[DATA FOR THIS EXERCISE Boundary: Start]

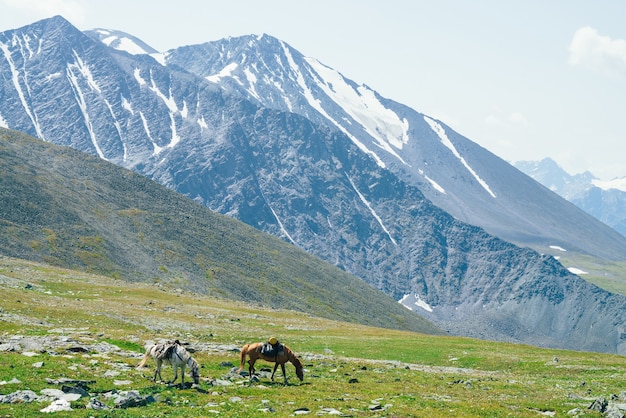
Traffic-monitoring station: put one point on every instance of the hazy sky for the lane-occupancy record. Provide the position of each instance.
(525, 79)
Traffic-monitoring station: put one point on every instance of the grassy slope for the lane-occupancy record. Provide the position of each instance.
(410, 374)
(607, 274)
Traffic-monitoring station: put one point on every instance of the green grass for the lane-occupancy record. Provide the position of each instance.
(349, 368)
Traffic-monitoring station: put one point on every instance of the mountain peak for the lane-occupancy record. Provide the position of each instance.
(121, 41)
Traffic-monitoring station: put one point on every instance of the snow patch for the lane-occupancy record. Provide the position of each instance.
(225, 72)
(617, 184)
(160, 57)
(380, 221)
(137, 74)
(315, 104)
(388, 130)
(446, 141)
(413, 299)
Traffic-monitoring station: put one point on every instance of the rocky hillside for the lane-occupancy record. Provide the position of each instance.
(69, 209)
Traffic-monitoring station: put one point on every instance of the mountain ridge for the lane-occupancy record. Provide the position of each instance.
(312, 184)
(95, 216)
(605, 200)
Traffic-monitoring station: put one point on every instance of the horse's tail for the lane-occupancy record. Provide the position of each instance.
(244, 352)
(144, 359)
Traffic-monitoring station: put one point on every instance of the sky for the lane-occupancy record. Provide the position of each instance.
(525, 79)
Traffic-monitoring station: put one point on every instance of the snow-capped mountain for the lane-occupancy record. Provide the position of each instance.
(251, 128)
(456, 174)
(605, 200)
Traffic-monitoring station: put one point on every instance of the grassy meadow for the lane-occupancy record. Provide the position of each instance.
(350, 370)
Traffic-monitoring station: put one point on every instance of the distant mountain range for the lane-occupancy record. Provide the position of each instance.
(253, 129)
(605, 200)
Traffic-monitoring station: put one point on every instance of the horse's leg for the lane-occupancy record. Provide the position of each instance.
(251, 368)
(157, 370)
(282, 366)
(175, 367)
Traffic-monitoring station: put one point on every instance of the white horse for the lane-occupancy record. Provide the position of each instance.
(174, 354)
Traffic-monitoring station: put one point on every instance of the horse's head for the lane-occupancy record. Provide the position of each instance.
(195, 372)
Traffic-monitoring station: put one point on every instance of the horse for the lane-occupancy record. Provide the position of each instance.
(284, 354)
(174, 354)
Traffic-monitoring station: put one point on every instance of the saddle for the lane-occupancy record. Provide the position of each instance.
(165, 350)
(272, 350)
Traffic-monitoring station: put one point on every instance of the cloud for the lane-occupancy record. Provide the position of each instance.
(72, 10)
(511, 120)
(598, 53)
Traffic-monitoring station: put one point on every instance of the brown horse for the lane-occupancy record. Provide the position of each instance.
(253, 351)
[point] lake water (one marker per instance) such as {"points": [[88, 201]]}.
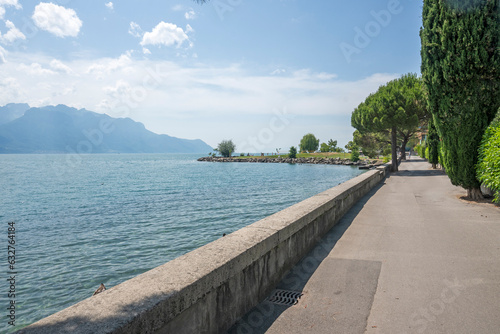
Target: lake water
{"points": [[82, 220]]}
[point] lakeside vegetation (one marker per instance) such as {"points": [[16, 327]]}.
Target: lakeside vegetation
{"points": [[451, 107]]}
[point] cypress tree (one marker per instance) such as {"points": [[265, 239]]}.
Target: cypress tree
{"points": [[461, 68]]}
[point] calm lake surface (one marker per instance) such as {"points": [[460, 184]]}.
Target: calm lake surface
{"points": [[83, 220]]}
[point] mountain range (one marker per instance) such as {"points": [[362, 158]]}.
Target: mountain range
{"points": [[62, 129]]}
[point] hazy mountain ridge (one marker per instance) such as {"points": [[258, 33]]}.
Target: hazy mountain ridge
{"points": [[61, 129]]}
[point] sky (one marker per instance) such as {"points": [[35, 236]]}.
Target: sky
{"points": [[262, 73]]}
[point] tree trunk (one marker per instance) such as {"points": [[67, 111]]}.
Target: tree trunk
{"points": [[394, 145], [403, 148], [474, 194]]}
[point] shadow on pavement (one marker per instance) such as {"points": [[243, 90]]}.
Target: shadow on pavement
{"points": [[263, 316]]}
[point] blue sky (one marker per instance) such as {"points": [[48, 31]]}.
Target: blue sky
{"points": [[262, 72]]}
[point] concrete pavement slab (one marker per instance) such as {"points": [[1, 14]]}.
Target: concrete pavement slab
{"points": [[410, 257]]}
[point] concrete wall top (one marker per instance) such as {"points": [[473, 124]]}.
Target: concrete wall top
{"points": [[184, 280]]}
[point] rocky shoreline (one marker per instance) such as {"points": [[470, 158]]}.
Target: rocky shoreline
{"points": [[365, 164]]}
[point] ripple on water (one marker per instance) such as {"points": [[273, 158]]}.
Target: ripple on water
{"points": [[116, 216]]}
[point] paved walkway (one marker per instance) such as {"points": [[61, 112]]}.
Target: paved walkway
{"points": [[410, 257]]}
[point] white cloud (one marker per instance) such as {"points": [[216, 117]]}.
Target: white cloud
{"points": [[57, 20], [58, 66], [140, 88], [14, 3], [109, 65], [11, 35], [3, 54], [135, 30], [190, 15], [164, 33], [278, 71], [35, 69]]}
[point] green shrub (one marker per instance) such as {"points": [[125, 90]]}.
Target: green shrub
{"points": [[441, 155], [355, 154], [488, 167], [292, 154]]}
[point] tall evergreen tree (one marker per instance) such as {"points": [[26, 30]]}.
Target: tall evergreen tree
{"points": [[461, 69]]}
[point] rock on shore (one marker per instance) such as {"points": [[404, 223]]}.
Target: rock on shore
{"points": [[317, 161]]}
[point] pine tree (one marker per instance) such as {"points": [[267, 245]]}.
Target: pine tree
{"points": [[461, 69], [396, 108]]}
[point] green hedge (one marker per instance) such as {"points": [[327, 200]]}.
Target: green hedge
{"points": [[488, 167]]}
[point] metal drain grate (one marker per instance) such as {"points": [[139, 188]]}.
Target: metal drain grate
{"points": [[284, 297]]}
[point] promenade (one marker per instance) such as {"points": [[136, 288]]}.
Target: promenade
{"points": [[410, 257]]}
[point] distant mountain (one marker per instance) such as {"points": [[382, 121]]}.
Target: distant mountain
{"points": [[12, 111], [62, 129]]}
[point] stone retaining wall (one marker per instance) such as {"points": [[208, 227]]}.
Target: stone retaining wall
{"points": [[210, 288]]}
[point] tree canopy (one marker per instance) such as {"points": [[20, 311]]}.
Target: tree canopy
{"points": [[397, 108], [226, 148], [461, 72], [309, 143]]}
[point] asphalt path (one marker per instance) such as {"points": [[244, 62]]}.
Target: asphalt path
{"points": [[410, 257]]}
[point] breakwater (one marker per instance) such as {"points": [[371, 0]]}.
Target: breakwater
{"points": [[208, 289], [313, 160]]}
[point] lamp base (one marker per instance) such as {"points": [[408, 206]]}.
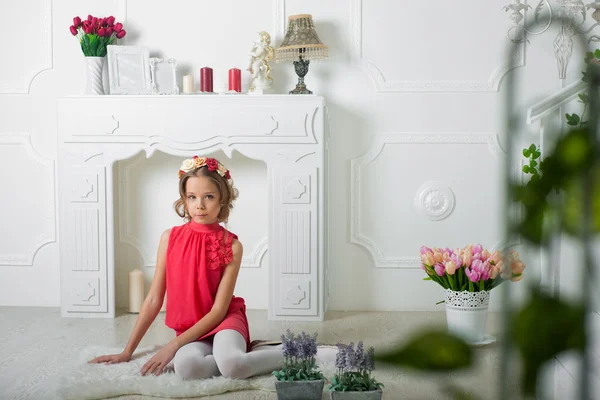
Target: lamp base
{"points": [[301, 67], [300, 89]]}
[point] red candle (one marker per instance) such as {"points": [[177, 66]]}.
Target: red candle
{"points": [[235, 79], [206, 79]]}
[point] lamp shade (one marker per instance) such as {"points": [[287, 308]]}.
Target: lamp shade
{"points": [[301, 41]]}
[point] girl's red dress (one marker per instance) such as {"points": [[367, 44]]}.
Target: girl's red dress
{"points": [[196, 258]]}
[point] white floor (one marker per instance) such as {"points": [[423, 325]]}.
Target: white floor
{"points": [[35, 343]]}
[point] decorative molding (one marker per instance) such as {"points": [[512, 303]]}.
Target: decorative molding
{"points": [[31, 71], [254, 260], [383, 85], [555, 101], [434, 200], [382, 140], [85, 187], [295, 155], [87, 293], [295, 254], [41, 238], [87, 244], [295, 294], [296, 189]]}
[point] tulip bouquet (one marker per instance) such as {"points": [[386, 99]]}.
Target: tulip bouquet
{"points": [[472, 268], [95, 34]]}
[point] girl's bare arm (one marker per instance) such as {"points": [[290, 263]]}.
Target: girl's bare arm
{"points": [[150, 308]]}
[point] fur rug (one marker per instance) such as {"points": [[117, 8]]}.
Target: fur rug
{"points": [[98, 381]]}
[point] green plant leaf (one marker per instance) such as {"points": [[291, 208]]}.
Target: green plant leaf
{"points": [[572, 119], [431, 351], [543, 328]]}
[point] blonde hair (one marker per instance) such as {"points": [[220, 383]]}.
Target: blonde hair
{"points": [[227, 193]]}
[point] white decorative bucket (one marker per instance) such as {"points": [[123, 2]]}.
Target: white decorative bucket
{"points": [[466, 314], [96, 74]]}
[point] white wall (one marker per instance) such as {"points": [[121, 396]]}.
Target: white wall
{"points": [[400, 75]]}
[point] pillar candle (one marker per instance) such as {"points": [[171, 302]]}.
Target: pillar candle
{"points": [[188, 84], [136, 290], [206, 79], [235, 79]]}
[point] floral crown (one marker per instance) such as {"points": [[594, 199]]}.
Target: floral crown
{"points": [[197, 162]]}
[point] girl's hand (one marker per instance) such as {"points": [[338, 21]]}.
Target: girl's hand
{"points": [[111, 359], [160, 360]]}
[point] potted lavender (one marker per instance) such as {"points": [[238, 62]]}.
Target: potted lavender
{"points": [[300, 378], [353, 380]]}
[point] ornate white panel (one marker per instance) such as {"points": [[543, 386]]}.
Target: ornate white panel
{"points": [[396, 62], [32, 210], [434, 200], [287, 133], [87, 292], [295, 255], [296, 189], [86, 248], [295, 293], [21, 64]]}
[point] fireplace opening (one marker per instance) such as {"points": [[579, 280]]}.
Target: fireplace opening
{"points": [[144, 192]]}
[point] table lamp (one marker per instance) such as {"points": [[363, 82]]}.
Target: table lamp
{"points": [[301, 44]]}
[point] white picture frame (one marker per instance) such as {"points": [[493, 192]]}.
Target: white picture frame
{"points": [[129, 70], [163, 74]]}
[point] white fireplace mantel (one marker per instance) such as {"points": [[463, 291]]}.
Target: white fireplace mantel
{"points": [[287, 132]]}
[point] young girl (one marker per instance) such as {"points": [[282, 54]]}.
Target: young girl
{"points": [[198, 265]]}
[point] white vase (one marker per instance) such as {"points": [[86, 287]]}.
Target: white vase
{"points": [[466, 314], [96, 75]]}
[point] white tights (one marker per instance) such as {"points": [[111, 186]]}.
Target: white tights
{"points": [[227, 356]]}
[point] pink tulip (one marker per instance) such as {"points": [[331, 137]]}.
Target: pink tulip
{"points": [[496, 257], [485, 271], [439, 269], [485, 254], [457, 259], [494, 272], [467, 258], [450, 268], [424, 249], [472, 274]]}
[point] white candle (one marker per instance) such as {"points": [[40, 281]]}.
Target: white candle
{"points": [[136, 290], [188, 84]]}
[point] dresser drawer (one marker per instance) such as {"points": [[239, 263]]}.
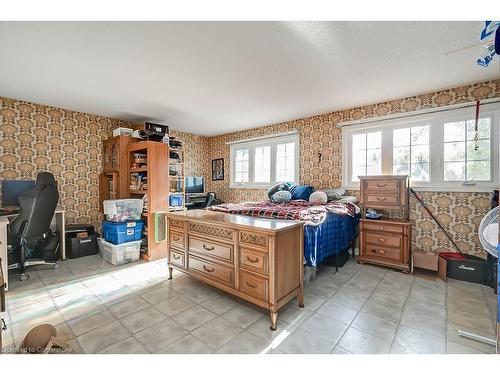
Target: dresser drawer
{"points": [[382, 227], [382, 199], [177, 258], [211, 248], [384, 239], [176, 239], [383, 185], [254, 286], [212, 230], [257, 240], [212, 270], [383, 253], [253, 260]]}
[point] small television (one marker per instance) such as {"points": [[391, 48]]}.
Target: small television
{"points": [[12, 189], [195, 185]]}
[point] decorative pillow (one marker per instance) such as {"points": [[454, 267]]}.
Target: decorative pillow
{"points": [[334, 194], [301, 192], [278, 187], [348, 198], [282, 196], [318, 197]]}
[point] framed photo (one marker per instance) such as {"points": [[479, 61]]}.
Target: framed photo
{"points": [[217, 169]]}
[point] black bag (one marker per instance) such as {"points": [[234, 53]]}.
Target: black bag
{"points": [[472, 269]]}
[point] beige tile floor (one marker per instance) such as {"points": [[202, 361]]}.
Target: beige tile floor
{"points": [[100, 308]]}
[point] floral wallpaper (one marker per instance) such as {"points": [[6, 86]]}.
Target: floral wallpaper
{"points": [[40, 138], [459, 212], [67, 143]]}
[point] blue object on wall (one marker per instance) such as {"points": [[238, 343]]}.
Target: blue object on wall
{"points": [[497, 41]]}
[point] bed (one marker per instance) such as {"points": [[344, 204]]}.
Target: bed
{"points": [[329, 229]]}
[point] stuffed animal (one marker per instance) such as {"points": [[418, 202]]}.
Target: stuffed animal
{"points": [[318, 197]]}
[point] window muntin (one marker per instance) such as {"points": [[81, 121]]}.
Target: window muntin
{"points": [[285, 162], [467, 169], [241, 165], [411, 152], [462, 162], [366, 154], [264, 162]]}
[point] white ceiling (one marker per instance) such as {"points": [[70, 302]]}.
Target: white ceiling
{"points": [[216, 77]]}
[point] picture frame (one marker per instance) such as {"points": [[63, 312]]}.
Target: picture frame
{"points": [[218, 169]]}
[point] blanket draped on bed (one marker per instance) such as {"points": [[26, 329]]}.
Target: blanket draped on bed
{"points": [[295, 210]]}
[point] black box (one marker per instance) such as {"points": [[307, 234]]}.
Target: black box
{"points": [[81, 241], [472, 269]]}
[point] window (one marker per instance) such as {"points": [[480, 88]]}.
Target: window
{"points": [[438, 151], [462, 161], [366, 152], [241, 165], [264, 161], [410, 152]]}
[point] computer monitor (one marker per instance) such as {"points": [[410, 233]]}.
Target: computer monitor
{"points": [[12, 189], [195, 185]]}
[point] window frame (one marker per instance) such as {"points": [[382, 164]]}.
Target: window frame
{"points": [[251, 145], [436, 123]]}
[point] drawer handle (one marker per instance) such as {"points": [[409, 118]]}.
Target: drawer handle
{"points": [[253, 286], [207, 269], [253, 260]]}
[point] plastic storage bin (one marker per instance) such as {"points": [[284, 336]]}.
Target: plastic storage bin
{"points": [[120, 210], [118, 233], [120, 254]]}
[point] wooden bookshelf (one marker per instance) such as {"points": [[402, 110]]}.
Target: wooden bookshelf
{"points": [[113, 181], [156, 192], [176, 177]]}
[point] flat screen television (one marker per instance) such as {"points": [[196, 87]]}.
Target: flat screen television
{"points": [[195, 185]]}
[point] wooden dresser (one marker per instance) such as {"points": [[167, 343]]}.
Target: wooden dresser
{"points": [[385, 241], [259, 260]]}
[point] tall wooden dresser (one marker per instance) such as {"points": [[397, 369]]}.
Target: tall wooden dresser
{"points": [[385, 241]]}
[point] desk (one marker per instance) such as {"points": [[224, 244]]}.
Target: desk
{"points": [[57, 224]]}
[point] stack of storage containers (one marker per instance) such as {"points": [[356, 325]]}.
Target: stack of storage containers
{"points": [[121, 231]]}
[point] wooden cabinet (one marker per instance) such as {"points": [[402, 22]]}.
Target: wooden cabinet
{"points": [[385, 241], [113, 181], [152, 165], [258, 260]]}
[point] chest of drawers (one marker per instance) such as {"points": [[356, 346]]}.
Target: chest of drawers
{"points": [[258, 260], [386, 242]]}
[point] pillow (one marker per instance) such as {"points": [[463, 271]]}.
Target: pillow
{"points": [[277, 187], [318, 197], [301, 192], [334, 194], [348, 198], [282, 196]]}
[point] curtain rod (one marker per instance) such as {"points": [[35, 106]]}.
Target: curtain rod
{"points": [[415, 113], [269, 136]]}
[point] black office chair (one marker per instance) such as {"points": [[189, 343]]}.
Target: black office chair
{"points": [[29, 232], [209, 200]]}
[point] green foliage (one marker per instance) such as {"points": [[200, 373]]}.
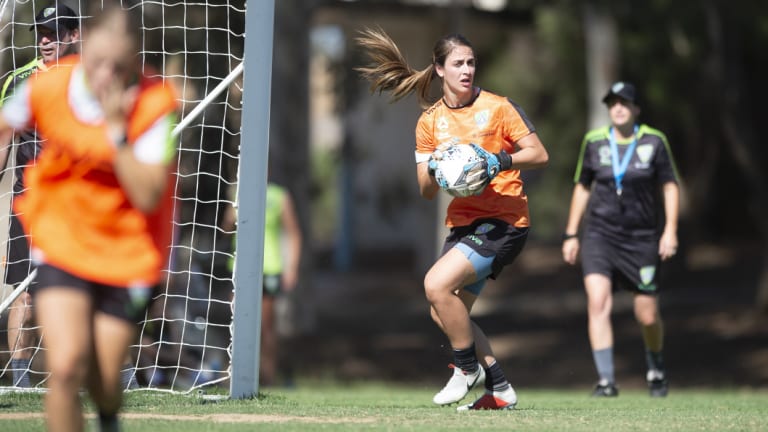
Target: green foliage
{"points": [[545, 75], [380, 407]]}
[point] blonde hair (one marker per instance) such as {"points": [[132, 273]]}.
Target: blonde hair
{"points": [[388, 70]]}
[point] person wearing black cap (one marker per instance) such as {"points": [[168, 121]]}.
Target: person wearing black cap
{"points": [[58, 32], [626, 174]]}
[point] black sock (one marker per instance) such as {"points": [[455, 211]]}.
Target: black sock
{"points": [[108, 423], [495, 379], [466, 359], [655, 360]]}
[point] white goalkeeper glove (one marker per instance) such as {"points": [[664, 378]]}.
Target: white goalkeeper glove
{"points": [[494, 162], [475, 180]]}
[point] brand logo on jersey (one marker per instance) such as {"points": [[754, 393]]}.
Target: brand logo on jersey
{"points": [[481, 119], [647, 274], [442, 123], [605, 155], [644, 153]]}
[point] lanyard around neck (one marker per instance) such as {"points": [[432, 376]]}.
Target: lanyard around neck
{"points": [[619, 169]]}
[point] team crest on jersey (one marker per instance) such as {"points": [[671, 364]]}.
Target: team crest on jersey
{"points": [[644, 153], [605, 155], [481, 119], [442, 123], [484, 228], [647, 274]]}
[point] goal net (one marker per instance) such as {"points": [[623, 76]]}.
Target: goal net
{"points": [[185, 340]]}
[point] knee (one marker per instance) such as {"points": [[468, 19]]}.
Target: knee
{"points": [[599, 306], [433, 290], [19, 311], [68, 372]]}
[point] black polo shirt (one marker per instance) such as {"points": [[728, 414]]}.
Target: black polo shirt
{"points": [[638, 211]]}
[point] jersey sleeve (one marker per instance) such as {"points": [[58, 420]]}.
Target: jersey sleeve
{"points": [[516, 123], [156, 145], [425, 140], [666, 170], [17, 110], [585, 172]]}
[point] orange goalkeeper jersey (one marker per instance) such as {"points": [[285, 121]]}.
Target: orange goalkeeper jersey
{"points": [[78, 215], [494, 123]]}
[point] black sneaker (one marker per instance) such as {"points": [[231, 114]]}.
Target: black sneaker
{"points": [[657, 383], [605, 389]]}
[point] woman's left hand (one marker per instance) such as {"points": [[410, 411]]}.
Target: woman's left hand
{"points": [[667, 245]]}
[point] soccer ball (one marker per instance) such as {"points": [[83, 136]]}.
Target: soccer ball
{"points": [[461, 172]]}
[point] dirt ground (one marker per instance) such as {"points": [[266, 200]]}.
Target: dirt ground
{"points": [[374, 324]]}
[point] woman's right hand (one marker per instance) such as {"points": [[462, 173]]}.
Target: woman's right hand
{"points": [[571, 250]]}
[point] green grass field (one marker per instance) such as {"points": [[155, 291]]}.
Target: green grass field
{"points": [[378, 407]]}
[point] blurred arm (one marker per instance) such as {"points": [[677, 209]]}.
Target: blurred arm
{"points": [[579, 201], [668, 242], [428, 187], [531, 155]]}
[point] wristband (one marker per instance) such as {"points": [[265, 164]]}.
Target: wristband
{"points": [[505, 160]]}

[DATA FOR THIS EXERCISE Boundary: End]

ACTIVITY
In the entries above, find the line holding "[point] white wall" and the line holding "[point] white tights"; print both of them and every line between, exactly, and nothing else.

SOLUTION BELOW
[point] white wall (one marker per instance) such as {"points": [[121, 396]]}.
Target: white wall
{"points": [[400, 75]]}
[point] pillar candle (one marker per instance) such as {"points": [[171, 302]]}.
Target: pillar candle
{"points": [[188, 84], [136, 290], [206, 79], [235, 79]]}
[point] floral crown (one marker per instance) such as {"points": [[594, 199]]}.
Target: floral crown
{"points": [[197, 162]]}
[point] girl's hand (one marker per instance) such as {"points": [[338, 21]]}.
Target: girl's hand
{"points": [[111, 359], [160, 360]]}
[point] potted lavender (one marker per instance) such as {"points": [[238, 62]]}.
Target: potted lavender
{"points": [[300, 378], [353, 380]]}
[point] ornate white panel (one marker per instance) such as {"points": [[543, 386]]}.
Target: ornate white panel
{"points": [[396, 62], [32, 210], [434, 200], [287, 133], [87, 292], [295, 255], [296, 189], [86, 248], [295, 293], [21, 64]]}
[point] fireplace opening (one marker per instance) such as {"points": [[579, 280]]}.
Target: fireplace opening
{"points": [[144, 192]]}
[point] table lamp (one marker per instance) such as {"points": [[363, 82]]}.
Target: table lamp
{"points": [[301, 44]]}
[point] white picture frame (one marker per instance) such as {"points": [[493, 192]]}.
Target: white picture frame
{"points": [[129, 70], [163, 74]]}
[point] white fireplace mantel (one marker per instance) such as {"points": [[463, 291]]}.
Target: white fireplace mantel
{"points": [[287, 132]]}
[point] young girl (one marker per instance) such as {"points": [[282, 54]]}.
Target: young girl
{"points": [[198, 265]]}
[point] white vase (one marker per instance) such as {"points": [[86, 287]]}.
Target: white vase
{"points": [[466, 314], [96, 75]]}
[point] white tights (one marker per instance) such as {"points": [[111, 186]]}.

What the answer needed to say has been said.